* [Quoted passage]
*-*-*

You know what frustrated Ronald Reagan? When people mistook some kind of bullshit image for reality. This is from an October, 1983 letter from Reagan to Meldrim Thompson, Governor of New Hampshire, about the bill for a national holiday for Martin Luther King that has just been passed:
On the national holiday you mentioned, I have the reservations you have but here the perception of too many people is based on an image not reality. Indeed to them the perception is reality. We hope some modifications might still take place in Congress.
Man, that truly deserves to be part of the permanent exhibit in the Museum of Human Self-Delusion. Yet it's almost completely unknown outside of the right-wing fever swamps. (They're mad because contemporary Republicans talk about how great King was, rather than understanding, like Reagan, that he was a commie plagiarizing adulterer.)
But wait, IT GETS BETTER. The same letter from Reagan includes a reference to the "Korean plane massacre"—i.e., the shooting down of KAL 007 two months before on September 1, 1983—and Gov. Thompson's frustration that more wasn't being done to "really punish the Soviets." The book in which Reagan's letter is published was edited by several conservative professors, and helpfully notes that
[T]he United States had secret intelligence intercepts that proved the Soviets did it deliberately...At first the CIA refused to reveal what it knew for fear of compromising our intelligence operations, but Secretary of State George Shultz insisted [Shultz, clearly an extremely manly man, also wrote the foreword to the book]. Faced with proof they had done it, the Soviets still maintained they thought the huge Boeing 747 was an American "spy plane."
Of course, this is false. Alvin Snyder, the head of the U.S. Information Agency's TV and film division in 1983, later wrote a book called Warriors of Disinformation. In it he explained that the U.S. deceitfully edited the intelligence intercepts to make it appear the Soviets had knowingly shot down a civilian airliner. In fact, what the intercepts showed was that a U.S. spy plane had been in the vicinity earlier; the Soviet pilot believed KAL 007 was that plane; and that at the instructions of Soviet air controllers, he had attempted to force the plane down and fired warning shots before finally being given orders to shoot it down. Snyder wrote in his book that "The moral of the story is that all governments, including our own, lie when it suits their purposes. The key is to lie first." And indeed, it was a giant propaganda coup for the U.S.
Did the editors of the book know this? Did George Shultz? Did even Reagan himself when he wrote the letter? Possibly not. As a great moral philosopher teaches us, "The perception of too many people is based on an image not reality. Indeed to them the perception is reality."
P.S. I found out about the KAL 007 story from Robert Parry's Consortium News. Please donate to their holiday fundraiser.
—Jonathan Schwarz
Posted at December 9, 2011 09:13 PMThe idea that Ronald Reagan actually wrote a letter is also pretty funny if you know anything about him. Might have signed it, and maybe even read it, sort of.
Posted by: N E at December 9, 2011 09:23 PMyou signed it, you wrote it, amigo!

*-*-*

* [Given information]
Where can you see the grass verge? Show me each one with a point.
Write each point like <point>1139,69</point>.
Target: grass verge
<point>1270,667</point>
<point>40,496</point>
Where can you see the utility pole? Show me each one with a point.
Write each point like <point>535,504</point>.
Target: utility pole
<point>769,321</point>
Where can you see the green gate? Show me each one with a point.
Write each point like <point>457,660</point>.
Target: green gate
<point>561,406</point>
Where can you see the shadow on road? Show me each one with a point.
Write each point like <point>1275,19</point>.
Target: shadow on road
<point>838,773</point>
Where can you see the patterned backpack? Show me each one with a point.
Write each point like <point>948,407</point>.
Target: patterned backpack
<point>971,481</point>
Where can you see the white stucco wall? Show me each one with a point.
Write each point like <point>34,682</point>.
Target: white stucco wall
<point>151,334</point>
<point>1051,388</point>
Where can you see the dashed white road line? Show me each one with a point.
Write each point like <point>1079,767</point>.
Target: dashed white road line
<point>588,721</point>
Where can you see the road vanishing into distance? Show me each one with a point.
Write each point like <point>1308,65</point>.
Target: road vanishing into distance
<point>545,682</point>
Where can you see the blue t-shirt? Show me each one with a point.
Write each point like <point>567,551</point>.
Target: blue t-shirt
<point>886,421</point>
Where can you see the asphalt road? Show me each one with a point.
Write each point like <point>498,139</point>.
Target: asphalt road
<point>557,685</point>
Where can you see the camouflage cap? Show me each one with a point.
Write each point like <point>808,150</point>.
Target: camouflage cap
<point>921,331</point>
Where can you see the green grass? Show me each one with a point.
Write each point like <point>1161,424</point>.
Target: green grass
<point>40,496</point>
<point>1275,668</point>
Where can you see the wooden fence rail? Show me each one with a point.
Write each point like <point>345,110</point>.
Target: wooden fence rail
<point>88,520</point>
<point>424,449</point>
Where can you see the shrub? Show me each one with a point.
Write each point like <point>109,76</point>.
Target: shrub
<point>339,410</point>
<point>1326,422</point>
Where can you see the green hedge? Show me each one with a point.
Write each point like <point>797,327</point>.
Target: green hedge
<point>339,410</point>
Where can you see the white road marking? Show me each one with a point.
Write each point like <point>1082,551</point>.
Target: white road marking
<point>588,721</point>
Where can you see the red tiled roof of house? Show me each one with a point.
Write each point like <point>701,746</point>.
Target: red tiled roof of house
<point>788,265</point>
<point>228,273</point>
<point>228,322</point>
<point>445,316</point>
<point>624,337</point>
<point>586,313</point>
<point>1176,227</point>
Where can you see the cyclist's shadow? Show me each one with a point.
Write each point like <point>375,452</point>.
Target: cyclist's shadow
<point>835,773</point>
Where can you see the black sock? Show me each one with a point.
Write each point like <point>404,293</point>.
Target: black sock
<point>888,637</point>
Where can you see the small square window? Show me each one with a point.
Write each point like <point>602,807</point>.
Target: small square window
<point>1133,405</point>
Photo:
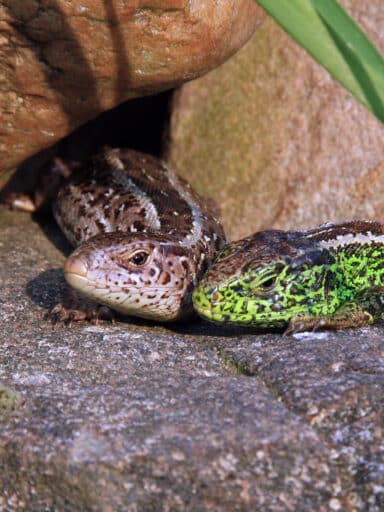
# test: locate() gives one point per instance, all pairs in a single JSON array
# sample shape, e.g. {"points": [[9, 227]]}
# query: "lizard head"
{"points": [[137, 274], [265, 280]]}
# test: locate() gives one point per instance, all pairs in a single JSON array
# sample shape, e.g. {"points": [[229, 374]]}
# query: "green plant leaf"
{"points": [[328, 33]]}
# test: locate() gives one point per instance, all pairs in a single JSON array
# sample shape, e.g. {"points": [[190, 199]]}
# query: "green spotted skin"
{"points": [[331, 276]]}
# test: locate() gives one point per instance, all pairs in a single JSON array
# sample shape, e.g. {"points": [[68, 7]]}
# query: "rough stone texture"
{"points": [[276, 141], [138, 416], [64, 62]]}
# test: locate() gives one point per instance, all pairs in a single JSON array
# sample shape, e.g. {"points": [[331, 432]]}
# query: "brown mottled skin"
{"points": [[144, 236]]}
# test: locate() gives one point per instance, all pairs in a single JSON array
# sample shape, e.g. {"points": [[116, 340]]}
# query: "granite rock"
{"points": [[276, 141], [138, 416]]}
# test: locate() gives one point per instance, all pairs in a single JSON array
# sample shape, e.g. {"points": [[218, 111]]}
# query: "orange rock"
{"points": [[65, 62]]}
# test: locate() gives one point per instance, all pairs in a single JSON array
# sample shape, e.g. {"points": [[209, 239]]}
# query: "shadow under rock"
{"points": [[48, 288]]}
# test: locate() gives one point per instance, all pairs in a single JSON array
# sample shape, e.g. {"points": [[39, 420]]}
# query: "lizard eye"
{"points": [[139, 258], [268, 283]]}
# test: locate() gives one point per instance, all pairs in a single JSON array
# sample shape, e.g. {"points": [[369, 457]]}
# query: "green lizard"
{"points": [[330, 277]]}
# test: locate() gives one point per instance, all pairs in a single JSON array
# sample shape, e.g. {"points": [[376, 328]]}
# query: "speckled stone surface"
{"points": [[142, 417]]}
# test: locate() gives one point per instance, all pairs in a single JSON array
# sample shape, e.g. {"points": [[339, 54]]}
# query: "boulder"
{"points": [[276, 141], [62, 63]]}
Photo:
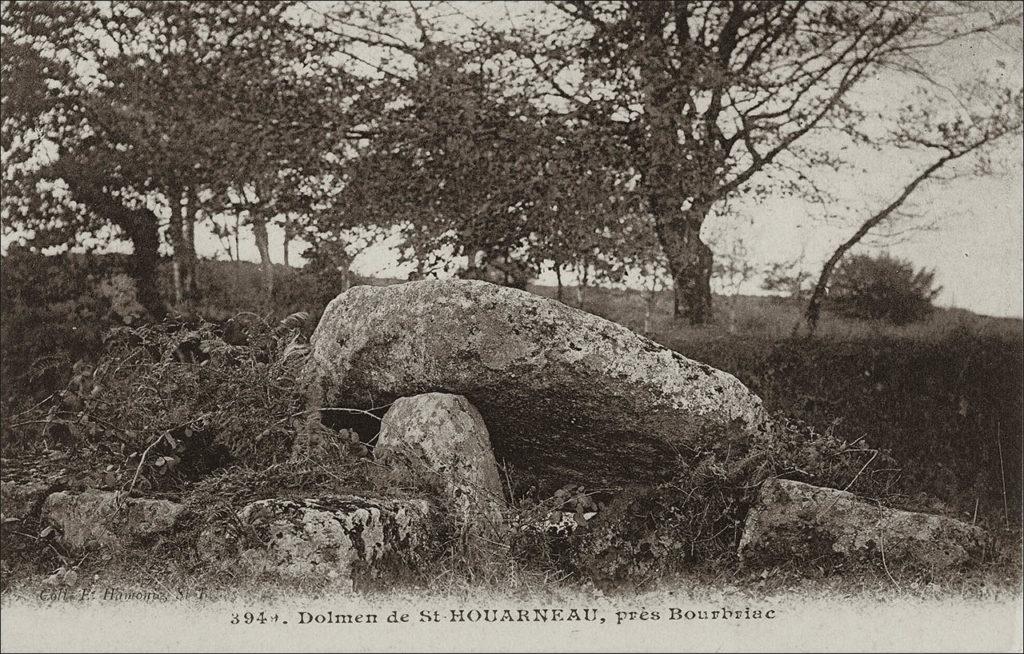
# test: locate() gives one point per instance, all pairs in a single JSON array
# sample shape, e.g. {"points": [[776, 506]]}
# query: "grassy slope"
{"points": [[944, 396]]}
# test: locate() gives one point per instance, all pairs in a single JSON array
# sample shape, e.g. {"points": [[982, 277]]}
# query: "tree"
{"points": [[998, 114], [882, 288], [716, 97], [164, 107]]}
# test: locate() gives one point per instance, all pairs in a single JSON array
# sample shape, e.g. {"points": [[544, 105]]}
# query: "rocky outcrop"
{"points": [[797, 521], [566, 395], [20, 500], [441, 439], [332, 537], [100, 519]]}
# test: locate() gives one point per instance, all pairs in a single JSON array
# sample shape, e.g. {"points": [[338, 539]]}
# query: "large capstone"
{"points": [[566, 395], [797, 521], [442, 441]]}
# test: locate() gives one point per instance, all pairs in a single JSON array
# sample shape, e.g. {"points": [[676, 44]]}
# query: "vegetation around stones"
{"points": [[870, 427]]}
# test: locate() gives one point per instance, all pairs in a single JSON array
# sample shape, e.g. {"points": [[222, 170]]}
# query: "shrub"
{"points": [[180, 399], [882, 288]]}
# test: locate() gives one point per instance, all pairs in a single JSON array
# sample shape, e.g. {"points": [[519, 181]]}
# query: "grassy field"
{"points": [[943, 396]]}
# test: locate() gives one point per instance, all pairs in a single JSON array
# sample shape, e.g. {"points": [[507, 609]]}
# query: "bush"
{"points": [[178, 400], [882, 288]]}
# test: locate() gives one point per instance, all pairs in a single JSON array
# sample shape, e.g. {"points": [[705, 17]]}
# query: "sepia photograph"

*-*-*

* [Tasks and exercises]
a - For each statement, say whether the blog post supports it, answering yes or no and quoting the words that decide it. (i) Reagan's letter was addressed to the Governor of New Hampshire. (ii) Alvin Snyder headed the CIA's TV and film division in 1983. (iii) KAL 007 was shot down on September 1, 1983.
b - Reproduce the stretch of the blog post from "Did the editors" through "wrote it, amigo!", word for word.
c - According to the blog post, what was the title of Alvin Snyder's book?
The data plays no part in any of this.

* [Solutions by task]
a -
(i) Yes: "Meldrim Thompson, Governor of New Hampshire"
(ii) No: "the head of the U.S. Information Agency's TV and film division in 1983"
(iii) Yes: "the shooting down of KAL 007 two months before on September 1, 1983"

b -
Did the editors of the book know this? Did George Shultz? Did even Reagan himself when he wrote the letter? Possibly not. As a great moral philosopher teaches us, "The perception of too many people is based on an image not reality. Indeed to them the perception is reality."
P.S. I found out about the KAL 007 story from Robert Parry's Consortium News. Please donate to their holiday fundraiser.
—Jonathan Schwarz
Posted at December 9, 2011 09:13 PMThe idea that Ronald Reagan actually wrote a letter is also pretty funny if you know anything about him. Might have signed it, and maybe even read it, sort of.
Posted by: N E at December 9, 2011 09:23 PMyou signed it, you wrote it, amigo!

c - Warriors of Disinformation